** TEXT UNDER STUDY follows **
Last min advice: IDE / AHCI

I made another copy of the DVD using DVDDecryptor rather than the windows 7 image thingy... I burnt it at 1x and now it's working!
(98% expanded as I write )
 
Wow... just wow.

My only problem now is to upgrade my mind and hands to work as fast as the computer. This is ridiculous. I click on something and before I've even though about the fact it should be up there infront of me.. it's there! It's like the computer is actually leading me rather than me leading the comp!
 
ssdbench.jpg


Does this seem right?
 
Looking good there! Glad you got Windoze tamed. Yeah, I always burn copies at slow speed. Next time I'm going to try installing from USB drive to save wear and tear on the original disc, but that's another tale and OT.

Speeds could be a little better but depends which driver (and to a lesser extent, motherboard) you are using. MS drivers generally slower, and which Intel set works best varies from user to user. Try the new RST ones (9.6.0.1014) and if they are not good try the older Martix drivers (8.9.1023). In your own time though. Nothing wrong with those numbers and we are talking potentially marginal improvements in real world ops.

Wow... just wow.

My only problem now is to upgrade my mind and hands to work as fast as the computer
Yup, that about sums it up! :D
 
Quote:
Originally Posted by NutterzUK View Post
If I format my drive, or partition it, is this bad for a SSD?
Nope.
Do not format an SSD. Only use quick format. A complete format writes to every cell, which contributes to wear and degrades performance. Whether or not the TRIM support in the latest Intel drivers takes appropriate action on the latter is unkown but I'd avoid any uneccessary, excessive writing.
 
Thanks Ziggy!
I deleted the partitions and then told windows to install in the " unallocated space ". I guess Windows will have just sorted out the rest.
** End of TEXT UNDER STUDY **
** SOURCE INFORMATION follows **
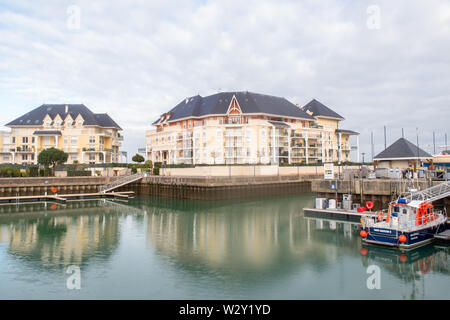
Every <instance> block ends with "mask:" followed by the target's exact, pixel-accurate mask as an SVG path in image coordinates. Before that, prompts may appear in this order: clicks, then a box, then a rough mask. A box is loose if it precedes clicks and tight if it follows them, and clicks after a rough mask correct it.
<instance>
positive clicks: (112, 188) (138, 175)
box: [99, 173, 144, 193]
** End of SOURCE INFORMATION **
** SOURCE INFORMATION follows **
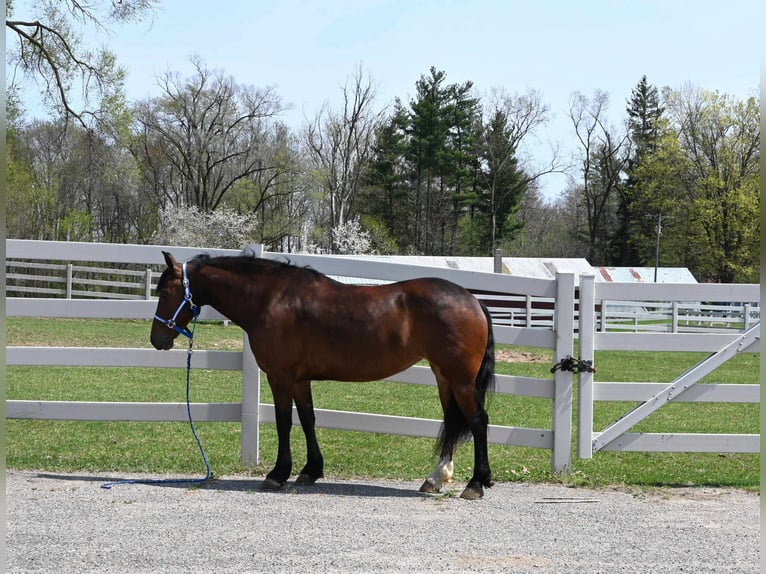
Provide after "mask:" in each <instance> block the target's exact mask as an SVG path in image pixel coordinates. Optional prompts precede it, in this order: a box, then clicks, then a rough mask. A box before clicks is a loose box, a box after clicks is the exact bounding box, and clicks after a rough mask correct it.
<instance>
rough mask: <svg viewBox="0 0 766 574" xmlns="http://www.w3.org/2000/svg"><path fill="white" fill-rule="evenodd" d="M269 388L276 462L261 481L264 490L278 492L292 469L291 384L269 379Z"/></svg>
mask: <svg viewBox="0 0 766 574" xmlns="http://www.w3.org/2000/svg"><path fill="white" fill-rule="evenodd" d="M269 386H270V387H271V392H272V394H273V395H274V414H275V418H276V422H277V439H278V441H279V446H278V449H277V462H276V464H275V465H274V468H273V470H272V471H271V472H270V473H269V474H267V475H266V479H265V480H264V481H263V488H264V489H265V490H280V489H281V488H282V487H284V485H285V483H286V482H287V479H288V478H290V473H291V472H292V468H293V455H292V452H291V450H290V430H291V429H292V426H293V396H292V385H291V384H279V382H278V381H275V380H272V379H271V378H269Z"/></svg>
** End of SOURCE INFORMATION **
** SOURCE INFORMATION follows **
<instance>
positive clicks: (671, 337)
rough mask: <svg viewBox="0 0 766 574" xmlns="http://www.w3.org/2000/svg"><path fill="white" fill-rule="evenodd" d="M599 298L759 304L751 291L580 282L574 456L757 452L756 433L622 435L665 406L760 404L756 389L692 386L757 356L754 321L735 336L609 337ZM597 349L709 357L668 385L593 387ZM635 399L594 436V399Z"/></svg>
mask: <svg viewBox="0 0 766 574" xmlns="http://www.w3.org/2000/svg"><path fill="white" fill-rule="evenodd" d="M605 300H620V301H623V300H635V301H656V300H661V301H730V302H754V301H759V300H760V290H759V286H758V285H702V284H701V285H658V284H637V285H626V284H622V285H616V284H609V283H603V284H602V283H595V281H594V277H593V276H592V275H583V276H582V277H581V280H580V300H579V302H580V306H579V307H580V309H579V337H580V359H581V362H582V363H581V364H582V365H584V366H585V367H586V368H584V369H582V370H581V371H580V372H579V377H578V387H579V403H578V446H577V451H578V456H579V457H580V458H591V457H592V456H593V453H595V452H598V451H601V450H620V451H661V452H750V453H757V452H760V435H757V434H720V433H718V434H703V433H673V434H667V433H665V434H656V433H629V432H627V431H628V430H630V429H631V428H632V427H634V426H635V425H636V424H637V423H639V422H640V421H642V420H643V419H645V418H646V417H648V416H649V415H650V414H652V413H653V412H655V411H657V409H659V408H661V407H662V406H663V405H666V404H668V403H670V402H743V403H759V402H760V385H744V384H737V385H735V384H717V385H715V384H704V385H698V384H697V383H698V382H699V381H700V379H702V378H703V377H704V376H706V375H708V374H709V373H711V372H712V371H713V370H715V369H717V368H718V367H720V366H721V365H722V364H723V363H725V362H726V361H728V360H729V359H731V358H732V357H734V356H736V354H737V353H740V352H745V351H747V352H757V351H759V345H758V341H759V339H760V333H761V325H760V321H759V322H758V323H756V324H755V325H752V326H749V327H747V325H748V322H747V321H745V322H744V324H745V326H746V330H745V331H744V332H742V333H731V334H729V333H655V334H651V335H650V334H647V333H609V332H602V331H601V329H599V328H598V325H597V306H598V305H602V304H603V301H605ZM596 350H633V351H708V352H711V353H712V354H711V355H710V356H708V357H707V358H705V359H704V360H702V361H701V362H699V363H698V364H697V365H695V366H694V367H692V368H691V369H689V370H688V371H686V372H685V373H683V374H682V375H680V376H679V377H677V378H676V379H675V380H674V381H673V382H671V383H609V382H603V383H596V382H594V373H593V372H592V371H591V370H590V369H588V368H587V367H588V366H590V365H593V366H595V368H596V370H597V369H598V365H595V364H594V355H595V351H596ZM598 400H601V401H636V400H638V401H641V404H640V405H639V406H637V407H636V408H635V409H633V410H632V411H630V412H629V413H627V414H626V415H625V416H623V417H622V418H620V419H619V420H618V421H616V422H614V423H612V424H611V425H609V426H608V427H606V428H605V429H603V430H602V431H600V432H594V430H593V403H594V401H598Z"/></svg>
** End of SOURCE INFORMATION **
▶ _INSTRUCTION 1_: In the SSD forum thread, begin at the words "(98% expanded as" and stop after "tale and OT.". Reproduce that stretch, switching "computer" to "machine".
▶ _INSTRUCTION 2_: In the SSD forum thread, list every abbreviation written entirely in capital letters in the two paragraphs beginning "Looking good there!" and "Speeds could be a little better".
None of the data matters for what comes next.

▶ _EXPECTED ANSWER 1_:
(98% expanded as I write )
 
Wow... just wow.

My only problem now is to upgrade my mind and hands to work as fast as the machine. This is ridiculous. I click on something and before I've even though about the fact it should be up there infront of me.. it's there! It's like the machine is actually leading me rather than me leading the comp!
 
ssdbench.jpg


Does this seem right?
 
Looking good there! Glad you got Windoze tamed. Yeah, I always burn copies at slow speed. Next time I'm going to try installing from USB drive to save wear and tear on the original disc, but that's another tale and OT.

▶ _EXPECTED ANSWER 2_: USB, OT, MS, RST